PROVIDED TEXT.
Bald Side Hike: The next day, we usually got up at 4am and started up the trail at 5am. It goes up the meadow then cuts out to the Baldy Road. After the second creek crossing a trail heads off to the left to Ute Meadows. Pass through Ute Meadows and climb up the ridge. You will break out onto the road just below Baldy Town. We stopped at Baldy Town to rest and eat our breakfast (saved one that we could eat as we walked). We started up Baldy at 7am. Just below the top we broke out onto the saddle between Baldy and Touch-Me-Not mts. The view was great from the saddle meadow and you can see the trail to the top. We reached the summit of Baldy at 11am. We dropped down the back side to Copper Park--careful, hazardous footing going down. We had lunch at Copper Park. From the park meadow, we took the trail in the left corner. It dropped down the creek towards French Henry. Near French Henry a trail across the creek goes up the bank. About a 100 yards along the trail we broke out at the Ponil Mine. We visited the mine and took the road up the hill from it. It goes around Aztec Ridge, a level walk, and brought us easily back to Baldy Town. After a shower (bandanas for towels) we picked up our food from the commissary (more fuel if you need it), hit the trading post and returned to Miranda. We got back to our camp at about 4:30pm. Busy day!!

Flume Canyon: We went to the burro pens by 9am and checked out our burrows, packing them. We took the burros back to Miranda and took the trail up the hill to Ute Meadows. As we entered the Meadows we took the right trail out to the Baldy Road. Down the road and across it is a trail that goes up onto Baldy Skyline Ridge. It sort of heads towards Ewell's Park. This is a much easier way to get up onto the ridge then the very steep road we took down two days earlier--prettier views too. At the top of the ridge we took the trail along it until we hit the road where we started down two days before. Instead of following the road towards Head of Dean, we dropped down the north side of the ridge to the stream below. We followed it through Pueblano Ruins to Pueblano Camp. At the camp we again met a road. A mile down stream from Pueblano we passed the burro pens. We stuck to the road and finally came to Flume Canyon about 45 min. later. There is a latrine on the left side of the road. Across from it, on the other side of the stream, is the best campsite. We unloaded and four of us took the burros back to the pens, leaving the burro gear in the camp. They fed the burros and returned. The rest of the crew had the tents pitched by then.

DATA SHOWN.
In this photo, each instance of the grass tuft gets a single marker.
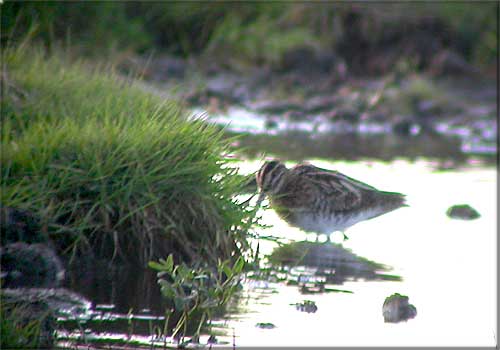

EXERCISE INSTRUCTIONS. According to the hiking account, when did the group reach the summit of Baldy?

CORRECT RESULT. At 11am.